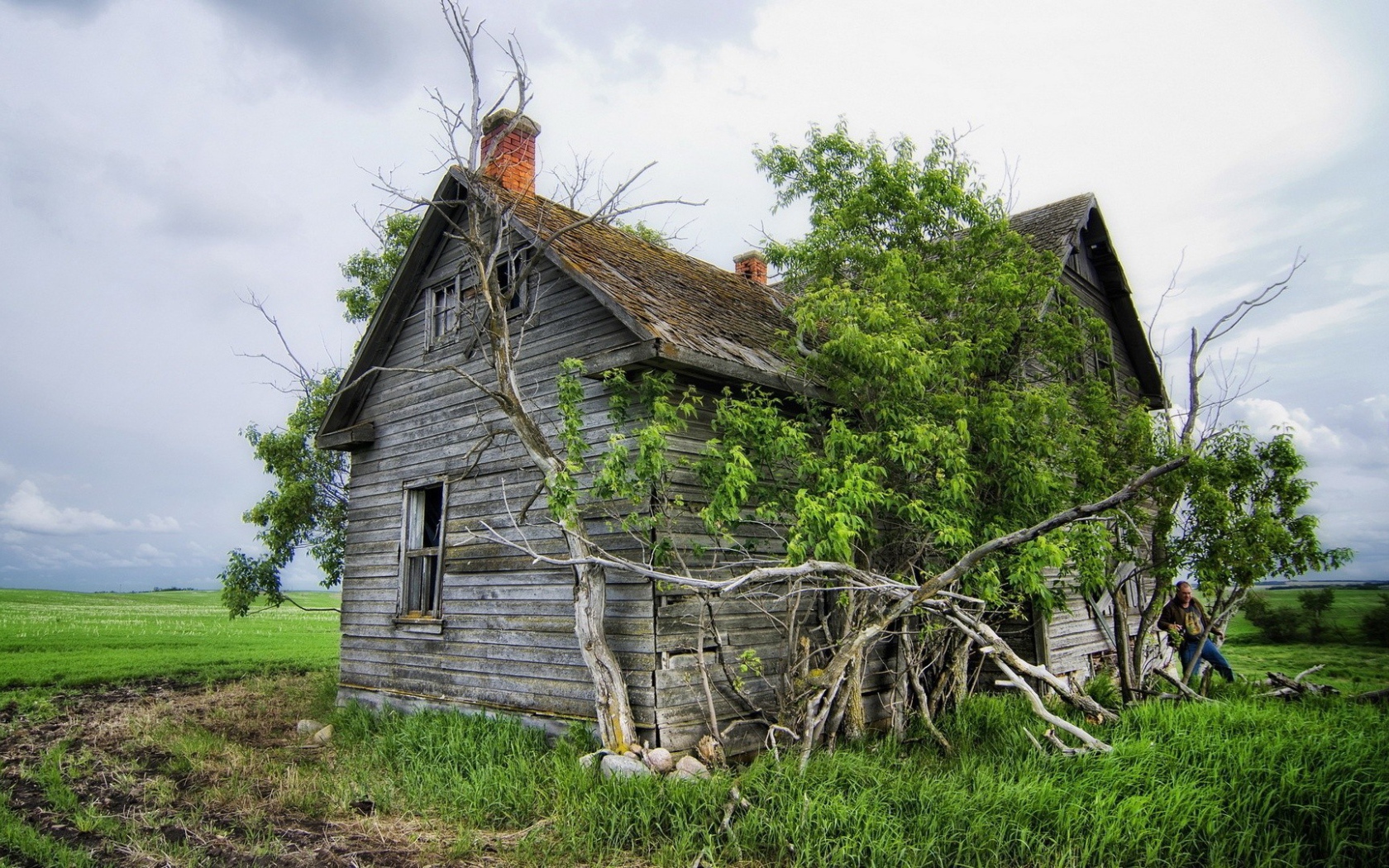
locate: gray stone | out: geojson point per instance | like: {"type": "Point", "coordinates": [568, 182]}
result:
{"type": "Point", "coordinates": [660, 760]}
{"type": "Point", "coordinates": [692, 767]}
{"type": "Point", "coordinates": [588, 760]}
{"type": "Point", "coordinates": [617, 765]}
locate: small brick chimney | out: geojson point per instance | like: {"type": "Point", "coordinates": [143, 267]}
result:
{"type": "Point", "coordinates": [513, 150]}
{"type": "Point", "coordinates": [752, 265]}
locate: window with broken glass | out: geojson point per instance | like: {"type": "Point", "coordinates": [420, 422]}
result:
{"type": "Point", "coordinates": [422, 560]}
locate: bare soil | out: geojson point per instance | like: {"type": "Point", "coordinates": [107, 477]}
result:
{"type": "Point", "coordinates": [159, 811]}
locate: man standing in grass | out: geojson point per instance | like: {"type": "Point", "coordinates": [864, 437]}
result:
{"type": "Point", "coordinates": [1185, 618]}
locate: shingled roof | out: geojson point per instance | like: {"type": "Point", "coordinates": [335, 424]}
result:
{"type": "Point", "coordinates": [1054, 227]}
{"type": "Point", "coordinates": [1074, 224]}
{"type": "Point", "coordinates": [688, 306]}
{"type": "Point", "coordinates": [685, 312]}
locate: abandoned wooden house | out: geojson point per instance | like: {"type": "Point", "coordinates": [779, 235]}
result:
{"type": "Point", "coordinates": [435, 616]}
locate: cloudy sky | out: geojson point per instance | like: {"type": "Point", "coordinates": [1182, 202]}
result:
{"type": "Point", "coordinates": [160, 160]}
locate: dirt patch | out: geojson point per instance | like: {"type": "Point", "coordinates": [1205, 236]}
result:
{"type": "Point", "coordinates": [128, 799]}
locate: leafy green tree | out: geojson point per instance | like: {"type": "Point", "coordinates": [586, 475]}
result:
{"type": "Point", "coordinates": [308, 508]}
{"type": "Point", "coordinates": [959, 394]}
{"type": "Point", "coordinates": [1317, 603]}
{"type": "Point", "coordinates": [371, 271]}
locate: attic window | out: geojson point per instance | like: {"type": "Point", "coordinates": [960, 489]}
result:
{"type": "Point", "coordinates": [443, 312]}
{"type": "Point", "coordinates": [508, 269]}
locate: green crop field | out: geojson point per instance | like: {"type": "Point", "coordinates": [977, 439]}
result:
{"type": "Point", "coordinates": [1350, 664]}
{"type": "Point", "coordinates": [50, 637]}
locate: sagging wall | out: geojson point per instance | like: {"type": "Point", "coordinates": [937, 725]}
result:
{"type": "Point", "coordinates": [504, 637]}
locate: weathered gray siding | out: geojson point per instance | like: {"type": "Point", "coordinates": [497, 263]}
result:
{"type": "Point", "coordinates": [506, 637]}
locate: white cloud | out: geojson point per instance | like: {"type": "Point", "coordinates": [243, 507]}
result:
{"type": "Point", "coordinates": [1264, 417]}
{"type": "Point", "coordinates": [31, 513]}
{"type": "Point", "coordinates": [1372, 271]}
{"type": "Point", "coordinates": [1313, 324]}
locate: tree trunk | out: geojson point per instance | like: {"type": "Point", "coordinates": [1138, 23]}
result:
{"type": "Point", "coordinates": [617, 727]}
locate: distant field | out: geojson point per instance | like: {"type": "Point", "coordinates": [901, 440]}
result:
{"type": "Point", "coordinates": [50, 637]}
{"type": "Point", "coordinates": [1350, 664]}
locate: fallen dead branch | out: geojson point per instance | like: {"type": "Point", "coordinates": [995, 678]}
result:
{"type": "Point", "coordinates": [1296, 688]}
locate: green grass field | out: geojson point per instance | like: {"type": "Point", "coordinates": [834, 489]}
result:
{"type": "Point", "coordinates": [1352, 665]}
{"type": "Point", "coordinates": [52, 637]}
{"type": "Point", "coordinates": [1245, 781]}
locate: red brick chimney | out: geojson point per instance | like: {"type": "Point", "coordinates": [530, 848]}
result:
{"type": "Point", "coordinates": [510, 141]}
{"type": "Point", "coordinates": [752, 265]}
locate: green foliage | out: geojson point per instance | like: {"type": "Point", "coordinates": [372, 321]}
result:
{"type": "Point", "coordinates": [1241, 518]}
{"type": "Point", "coordinates": [1280, 624]}
{"type": "Point", "coordinates": [1317, 603]}
{"type": "Point", "coordinates": [308, 508]}
{"type": "Point", "coordinates": [968, 392]}
{"type": "Point", "coordinates": [1105, 689]}
{"type": "Point", "coordinates": [633, 473]}
{"type": "Point", "coordinates": [1281, 785]}
{"type": "Point", "coordinates": [647, 234]}
{"type": "Point", "coordinates": [373, 269]}
{"type": "Point", "coordinates": [1374, 625]}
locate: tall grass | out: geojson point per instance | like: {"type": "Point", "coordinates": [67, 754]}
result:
{"type": "Point", "coordinates": [1239, 784]}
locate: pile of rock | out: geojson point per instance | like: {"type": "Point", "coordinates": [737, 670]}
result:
{"type": "Point", "coordinates": [312, 733]}
{"type": "Point", "coordinates": [645, 761]}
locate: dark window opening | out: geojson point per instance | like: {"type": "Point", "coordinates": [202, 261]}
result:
{"type": "Point", "coordinates": [508, 269]}
{"type": "Point", "coordinates": [443, 312]}
{"type": "Point", "coordinates": [424, 551]}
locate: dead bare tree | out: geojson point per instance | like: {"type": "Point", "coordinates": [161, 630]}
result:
{"type": "Point", "coordinates": [1188, 431]}
{"type": "Point", "coordinates": [474, 136]}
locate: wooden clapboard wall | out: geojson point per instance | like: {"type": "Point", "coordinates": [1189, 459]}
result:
{"type": "Point", "coordinates": [506, 637]}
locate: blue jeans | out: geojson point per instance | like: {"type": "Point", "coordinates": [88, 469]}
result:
{"type": "Point", "coordinates": [1210, 655]}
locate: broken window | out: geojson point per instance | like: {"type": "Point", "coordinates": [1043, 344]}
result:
{"type": "Point", "coordinates": [443, 312]}
{"type": "Point", "coordinates": [422, 551]}
{"type": "Point", "coordinates": [510, 269]}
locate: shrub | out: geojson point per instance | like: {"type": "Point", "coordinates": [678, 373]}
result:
{"type": "Point", "coordinates": [1374, 624]}
{"type": "Point", "coordinates": [1278, 624]}
{"type": "Point", "coordinates": [1105, 689]}
{"type": "Point", "coordinates": [1315, 603]}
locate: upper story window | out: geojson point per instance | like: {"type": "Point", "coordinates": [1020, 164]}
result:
{"type": "Point", "coordinates": [508, 269]}
{"type": "Point", "coordinates": [443, 310]}
{"type": "Point", "coordinates": [447, 303]}
{"type": "Point", "coordinates": [422, 551]}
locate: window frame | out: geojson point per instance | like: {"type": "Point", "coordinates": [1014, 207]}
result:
{"type": "Point", "coordinates": [416, 551]}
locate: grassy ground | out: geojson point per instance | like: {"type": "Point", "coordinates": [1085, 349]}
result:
{"type": "Point", "coordinates": [191, 775]}
{"type": "Point", "coordinates": [64, 639]}
{"type": "Point", "coordinates": [1352, 665]}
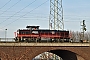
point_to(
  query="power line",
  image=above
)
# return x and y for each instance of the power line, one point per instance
(18, 12)
(10, 7)
(25, 14)
(5, 4)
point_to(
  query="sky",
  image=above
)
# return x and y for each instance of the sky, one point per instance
(17, 14)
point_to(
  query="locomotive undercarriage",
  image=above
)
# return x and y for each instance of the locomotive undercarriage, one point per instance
(41, 40)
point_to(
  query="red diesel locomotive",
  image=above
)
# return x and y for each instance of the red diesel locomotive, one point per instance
(34, 34)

Exercise brief:
Omit the pictures, then output the rest of the listing exactly.

Complete response:
locate: gray stone | out: geojson point per instance | like: {"type": "Point", "coordinates": [568, 182]}
result:
{"type": "Point", "coordinates": [660, 760]}
{"type": "Point", "coordinates": [692, 767]}
{"type": "Point", "coordinates": [588, 760]}
{"type": "Point", "coordinates": [617, 765]}
locate: small brick chimney | out: geojson point per instance | like: {"type": "Point", "coordinates": [143, 267]}
result:
{"type": "Point", "coordinates": [513, 150]}
{"type": "Point", "coordinates": [752, 265]}
locate: window with broken glass | out: geojson point per instance | like: {"type": "Point", "coordinates": [420, 422]}
result:
{"type": "Point", "coordinates": [422, 560]}
locate: bare soil | out: geojson point per instance | like: {"type": "Point", "coordinates": [107, 477]}
result:
{"type": "Point", "coordinates": [159, 811]}
locate: man standing in grass | out: geojson point per instance | like: {"type": "Point", "coordinates": [864, 437]}
result:
{"type": "Point", "coordinates": [1185, 618]}
locate: shingled roof | out: geojson point per instance | like: {"type": "Point", "coordinates": [335, 424]}
result:
{"type": "Point", "coordinates": [1054, 227]}
{"type": "Point", "coordinates": [1074, 224]}
{"type": "Point", "coordinates": [688, 306]}
{"type": "Point", "coordinates": [685, 312]}
locate: abandoned wooden house | out: geojson point per instance | like: {"type": "Point", "coordinates": [779, 235]}
result:
{"type": "Point", "coordinates": [435, 616]}
locate: cloudy sky | out: geojson point per instance | like: {"type": "Point", "coordinates": [1182, 202]}
result:
{"type": "Point", "coordinates": [160, 160]}
locate: dirt patch | out: geojson point per instance | like: {"type": "Point", "coordinates": [1205, 236]}
result:
{"type": "Point", "coordinates": [128, 799]}
locate: leafy green tree | out: geojson point per instance | like: {"type": "Point", "coordinates": [586, 475]}
result:
{"type": "Point", "coordinates": [308, 508]}
{"type": "Point", "coordinates": [959, 394]}
{"type": "Point", "coordinates": [1317, 603]}
{"type": "Point", "coordinates": [371, 271]}
locate: attic window | out: geojson point per instance | like: {"type": "Point", "coordinates": [960, 489]}
result:
{"type": "Point", "coordinates": [443, 312]}
{"type": "Point", "coordinates": [508, 269]}
locate: green crop field | out: geojson point per instance | like: {"type": "Point", "coordinates": [977, 439]}
result:
{"type": "Point", "coordinates": [1350, 664]}
{"type": "Point", "coordinates": [50, 637]}
locate: sagging wall | out: geojson point per instance | like: {"type": "Point", "coordinates": [937, 725]}
result:
{"type": "Point", "coordinates": [504, 637]}
locate: weathered gray siding | out: geojson point per instance | like: {"type": "Point", "coordinates": [497, 263]}
result:
{"type": "Point", "coordinates": [506, 637]}
locate: white cloud | out: geojson point per instance | like: {"type": "Point", "coordinates": [243, 507]}
result:
{"type": "Point", "coordinates": [1264, 417]}
{"type": "Point", "coordinates": [31, 513]}
{"type": "Point", "coordinates": [1372, 271]}
{"type": "Point", "coordinates": [1313, 324]}
locate: tree trunk | out: geojson point per instance | like: {"type": "Point", "coordinates": [1138, 23]}
result:
{"type": "Point", "coordinates": [617, 727]}
locate: distant field | out: geojson point per instance | like: {"type": "Point", "coordinates": [901, 440]}
result:
{"type": "Point", "coordinates": [50, 637]}
{"type": "Point", "coordinates": [1350, 664]}
locate: fallen dead branch | out: geojson point per instance | like: {"type": "Point", "coordinates": [995, 678]}
result:
{"type": "Point", "coordinates": [1296, 688]}
locate: green grass field | out: geojson point per instance | like: {"type": "Point", "coordinates": [834, 489]}
result:
{"type": "Point", "coordinates": [1352, 665]}
{"type": "Point", "coordinates": [52, 637]}
{"type": "Point", "coordinates": [1245, 781]}
locate: red brick chimney | out: geojson point per instance | like: {"type": "Point", "coordinates": [530, 848]}
result:
{"type": "Point", "coordinates": [510, 141]}
{"type": "Point", "coordinates": [752, 265]}
locate: green foliage | out: geojson point per instance | like: {"type": "Point", "coordinates": [372, 321]}
result:
{"type": "Point", "coordinates": [1241, 518]}
{"type": "Point", "coordinates": [1280, 624]}
{"type": "Point", "coordinates": [1317, 603]}
{"type": "Point", "coordinates": [308, 508]}
{"type": "Point", "coordinates": [968, 392]}
{"type": "Point", "coordinates": [1105, 689]}
{"type": "Point", "coordinates": [633, 473]}
{"type": "Point", "coordinates": [1281, 785]}
{"type": "Point", "coordinates": [647, 234]}
{"type": "Point", "coordinates": [373, 269]}
{"type": "Point", "coordinates": [1374, 625]}
locate: tall grass | out: geojson point per instance | like: {"type": "Point", "coordinates": [67, 754]}
result:
{"type": "Point", "coordinates": [1239, 784]}
locate: pile of rock | out: geojson point per instance | like: {"type": "Point", "coordinates": [737, 670]}
result:
{"type": "Point", "coordinates": [312, 733]}
{"type": "Point", "coordinates": [645, 761]}
locate: dark window opening | out: geojson point per instance | like: {"type": "Point", "coordinates": [202, 261]}
result:
{"type": "Point", "coordinates": [508, 269]}
{"type": "Point", "coordinates": [443, 312]}
{"type": "Point", "coordinates": [424, 551]}
locate: dead bare tree | out: geojson point per instance | like: {"type": "Point", "coordinates": [161, 630]}
result:
{"type": "Point", "coordinates": [1188, 431]}
{"type": "Point", "coordinates": [474, 136]}
locate: wooden clapboard wall | out: geojson point per instance | like: {"type": "Point", "coordinates": [1189, 459]}
result:
{"type": "Point", "coordinates": [506, 637]}
locate: blue jeans | out: geojson point per instance | like: {"type": "Point", "coordinates": [88, 469]}
result:
{"type": "Point", "coordinates": [1210, 655]}
locate: broken window | out: geojson point per instance | like: {"type": "Point", "coordinates": [1043, 344]}
result:
{"type": "Point", "coordinates": [443, 312]}
{"type": "Point", "coordinates": [422, 551]}
{"type": "Point", "coordinates": [510, 269]}
locate: shrub | out: geojson point per instance | like: {"type": "Point", "coordinates": [678, 373]}
result:
{"type": "Point", "coordinates": [1374, 624]}
{"type": "Point", "coordinates": [1278, 624]}
{"type": "Point", "coordinates": [1105, 689]}
{"type": "Point", "coordinates": [1315, 603]}
locate: upper story window | out: geojson point per instance | like: {"type": "Point", "coordinates": [1020, 164]}
result:
{"type": "Point", "coordinates": [508, 269]}
{"type": "Point", "coordinates": [443, 310]}
{"type": "Point", "coordinates": [447, 303]}
{"type": "Point", "coordinates": [422, 551]}
locate: window frame | out: geojson point per instance | like: {"type": "Point", "coordinates": [1014, 207]}
result:
{"type": "Point", "coordinates": [416, 551]}
locate: grassy ground | out: geojson point per instance | like: {"type": "Point", "coordinates": [1085, 349]}
result:
{"type": "Point", "coordinates": [191, 775]}
{"type": "Point", "coordinates": [64, 639]}
{"type": "Point", "coordinates": [1352, 665]}
point_to(
  query="power line",
  image=above
)
# return x and y for each instance of the power line, one point per instance
(18, 12)
(10, 7)
(25, 14)
(5, 4)
point_to(
  query="sky",
  image=above
)
# return x and y for each instance of the sky, one point per instance
(17, 14)
point_to(
  query="locomotive undercarriage",
  image=above
)
# return x and y for each instance of the locomotive undercarriage, one point per instance
(41, 40)
point_to(
  query="red diesel locomotive",
  image=above
)
# return x and y for each instance of the red diesel locomotive, one point per instance
(34, 34)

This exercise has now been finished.